> What is needed: Reproduce the entries that follow verbatim, down to the final line.

___ Data to process

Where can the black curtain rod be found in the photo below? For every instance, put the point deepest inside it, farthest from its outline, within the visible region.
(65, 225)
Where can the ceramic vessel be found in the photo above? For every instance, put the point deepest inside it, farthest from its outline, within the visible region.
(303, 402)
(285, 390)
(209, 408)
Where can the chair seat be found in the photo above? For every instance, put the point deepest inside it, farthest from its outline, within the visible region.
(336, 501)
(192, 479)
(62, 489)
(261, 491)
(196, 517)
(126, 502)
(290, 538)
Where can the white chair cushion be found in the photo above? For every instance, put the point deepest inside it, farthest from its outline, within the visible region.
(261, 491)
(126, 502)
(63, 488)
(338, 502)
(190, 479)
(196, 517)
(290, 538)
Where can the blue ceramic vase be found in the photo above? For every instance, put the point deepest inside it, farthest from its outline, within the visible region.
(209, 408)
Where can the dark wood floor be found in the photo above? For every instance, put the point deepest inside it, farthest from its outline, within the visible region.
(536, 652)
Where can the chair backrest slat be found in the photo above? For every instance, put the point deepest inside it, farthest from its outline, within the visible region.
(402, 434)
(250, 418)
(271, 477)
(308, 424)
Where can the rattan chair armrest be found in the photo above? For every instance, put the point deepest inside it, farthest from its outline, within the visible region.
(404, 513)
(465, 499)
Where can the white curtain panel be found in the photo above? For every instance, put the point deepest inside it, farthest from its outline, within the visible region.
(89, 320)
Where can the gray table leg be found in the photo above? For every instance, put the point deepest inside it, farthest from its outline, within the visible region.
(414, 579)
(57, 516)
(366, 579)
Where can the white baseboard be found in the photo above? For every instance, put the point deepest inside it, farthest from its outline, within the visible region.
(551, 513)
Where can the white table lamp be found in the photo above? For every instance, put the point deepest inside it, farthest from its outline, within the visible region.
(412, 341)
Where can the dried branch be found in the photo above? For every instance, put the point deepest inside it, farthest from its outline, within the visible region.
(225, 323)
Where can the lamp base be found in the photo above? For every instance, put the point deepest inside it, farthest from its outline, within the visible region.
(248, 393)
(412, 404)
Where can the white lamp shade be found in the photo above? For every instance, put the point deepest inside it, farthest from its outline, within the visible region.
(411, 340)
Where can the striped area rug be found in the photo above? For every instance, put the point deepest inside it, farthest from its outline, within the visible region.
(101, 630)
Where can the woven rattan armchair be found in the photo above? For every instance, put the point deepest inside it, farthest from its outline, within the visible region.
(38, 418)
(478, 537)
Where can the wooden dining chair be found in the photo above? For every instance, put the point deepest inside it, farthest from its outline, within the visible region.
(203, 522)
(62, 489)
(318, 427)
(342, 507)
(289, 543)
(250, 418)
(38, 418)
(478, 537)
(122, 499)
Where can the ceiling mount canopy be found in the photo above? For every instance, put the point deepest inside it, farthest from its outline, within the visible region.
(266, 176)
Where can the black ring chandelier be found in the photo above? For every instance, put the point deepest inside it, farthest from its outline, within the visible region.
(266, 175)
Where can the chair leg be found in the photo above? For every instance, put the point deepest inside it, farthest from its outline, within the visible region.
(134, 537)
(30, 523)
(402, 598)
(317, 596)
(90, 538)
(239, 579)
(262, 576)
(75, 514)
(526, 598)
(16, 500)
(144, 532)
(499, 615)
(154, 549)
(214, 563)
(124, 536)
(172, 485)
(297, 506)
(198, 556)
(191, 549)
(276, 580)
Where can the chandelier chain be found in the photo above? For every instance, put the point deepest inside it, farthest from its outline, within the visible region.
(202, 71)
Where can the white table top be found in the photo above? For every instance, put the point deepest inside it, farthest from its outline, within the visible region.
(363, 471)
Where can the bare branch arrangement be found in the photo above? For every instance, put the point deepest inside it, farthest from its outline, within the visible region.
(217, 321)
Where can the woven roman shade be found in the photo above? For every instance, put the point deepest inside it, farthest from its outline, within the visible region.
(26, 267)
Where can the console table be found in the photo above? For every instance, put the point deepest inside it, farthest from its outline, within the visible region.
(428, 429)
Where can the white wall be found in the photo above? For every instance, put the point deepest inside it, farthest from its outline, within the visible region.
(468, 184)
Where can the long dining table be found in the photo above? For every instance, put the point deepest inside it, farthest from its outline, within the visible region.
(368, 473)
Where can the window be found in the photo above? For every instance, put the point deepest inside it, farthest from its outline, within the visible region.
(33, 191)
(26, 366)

______

> Written response:
Where can the black curtain rod be found in the photo below? For every instance, put the point deepest inside it, farthest from its outline, within the visible region.
(65, 225)
Where can the ceramic vessel be found in the photo above? For every instance, put the point deepest inside it, farthest from its outline, within the visible region.
(303, 402)
(285, 390)
(209, 408)
Where can the chair seat be found in the photo above? For every instance, put the point deepest inside it, farthest from its outline, within the visible region.
(336, 501)
(192, 479)
(62, 489)
(261, 491)
(196, 517)
(126, 502)
(290, 538)
Where can the white chair cushion be found in the photo above? For every instance, put the point deepest inside it, farthest from its outline, within the visible region.
(261, 491)
(126, 502)
(63, 488)
(338, 502)
(190, 479)
(196, 517)
(290, 538)
Where can the blue ceramic vase be found in the photo above? For every instance, put the point deepest inside it, farthest from its outline, within the visible region.
(209, 408)
Where can the dark wood floor be found in the photo above? For every instance, put the point deepest inside it, farthest from its outline, within the visible region.
(536, 652)
Where can the chair backrest slat be found in the photo above? For every instance, put the point deepest inside it, farthest from its outline, within the visible region.
(402, 434)
(250, 418)
(271, 477)
(308, 424)
Where can the rattan chair armrest be found in the photo above? For every instance, put the point deepest inside it, farthest from its outline, within the visible region.
(404, 513)
(465, 499)
Where can the white curtain panel be found in the photo above? For every instance, put the point deepest inside it, farthest from its outline, within the visible region.
(89, 320)
Where can the gray table leg be found in the photo above? For every instance, put the point deepest inside it, farthest from its outline, within the visible region.
(414, 579)
(57, 516)
(366, 579)
Where can the white baseboard be found in the photo above? For every instance, put the point deepest inside it, farthest from its outline, within the visible region.
(551, 513)
Where can the white table lamp be found in the photo above? For every instance, put the point deepest inside it, farthest from its outline, within the visible region.
(412, 341)
Where can the dried branch be found in the photo above? For every instance, put the point deepest inside it, farthest from its outline, within the visible region.
(225, 323)
Where can the lamp base be found in the photo above? For every instance, put the point deepest inside it, farthest from its outline, within the visible region.
(248, 393)
(412, 404)
Where can the white lamp shade be found in the photo above? For every instance, put the point deepest inside it, farthest from its outline, within the visible region.
(411, 340)
Where can the striped area rug be found in the photo above? For every instance, put the point deepest inside it, farthest from its outline, within the visible region.
(101, 630)
Where can the woven rattan armchair be found in the photo above? For every instance, put the point deepest inside it, farthest from its outline, within the visible region.
(38, 418)
(478, 537)
Where can the wooden dining chair be found in the photo above? For every instance, put the point deepest inside it, farthest from its outline, within the visible region.
(203, 522)
(62, 489)
(318, 427)
(342, 507)
(289, 543)
(250, 418)
(38, 418)
(478, 537)
(122, 499)
Where can the ceiling mount canopy be found in the photo above? For every instance, put the point deepest inside it, farthest from its outline, within the visible region.
(266, 176)
Where can the black ring chandelier be found in the photo above? For every instance, put the point deepest inside it, farthest from its outline, within the visible region.
(266, 175)
Where can the chair leg be found in the photo above? For every instance, put the point deepest inside it, farthest from its outline, within the visible region.
(134, 537)
(30, 523)
(402, 598)
(317, 596)
(90, 538)
(239, 579)
(262, 576)
(75, 514)
(526, 598)
(16, 500)
(144, 532)
(499, 615)
(154, 549)
(214, 563)
(124, 536)
(172, 485)
(297, 506)
(198, 556)
(191, 549)
(276, 580)
Where can the chandelier chain be found in the photo above? For every instance, put the point deepest inside it, farthest from its outline, within the visible region.
(202, 71)
Where can the white table top be found in the photo above? For every instance, put the point deepest inside it, farthest from its outline, within the visible region.
(363, 471)
Where can the bare branch arrangement be found in the photo above? For every instance, put the point deepest inside it, farthest from its outline, within the visible region.
(217, 321)
Where can the woven roman shade be found in the photo above? For every instance, put the point deepest inside it, farthest from its outline, within the visible region.
(26, 267)
Where can the console table be found in the photo above? For every instance, put the point deepest inside it, farthest from its outline, within the visible region.
(428, 429)
Where can the white wall be found in the photo above? For every instance, put the point deepest inside it, farthest from its outline, within the visible region.
(468, 184)
Where can the long dining table be found in the photo above? For every instance, put the point deepest inside it, farthest from its outline, within the visible region.
(368, 473)
Where can the window be found in the photo above? For every instance, put the point deepest inside it, farthest from its outline, within the visible region.
(33, 191)
(26, 366)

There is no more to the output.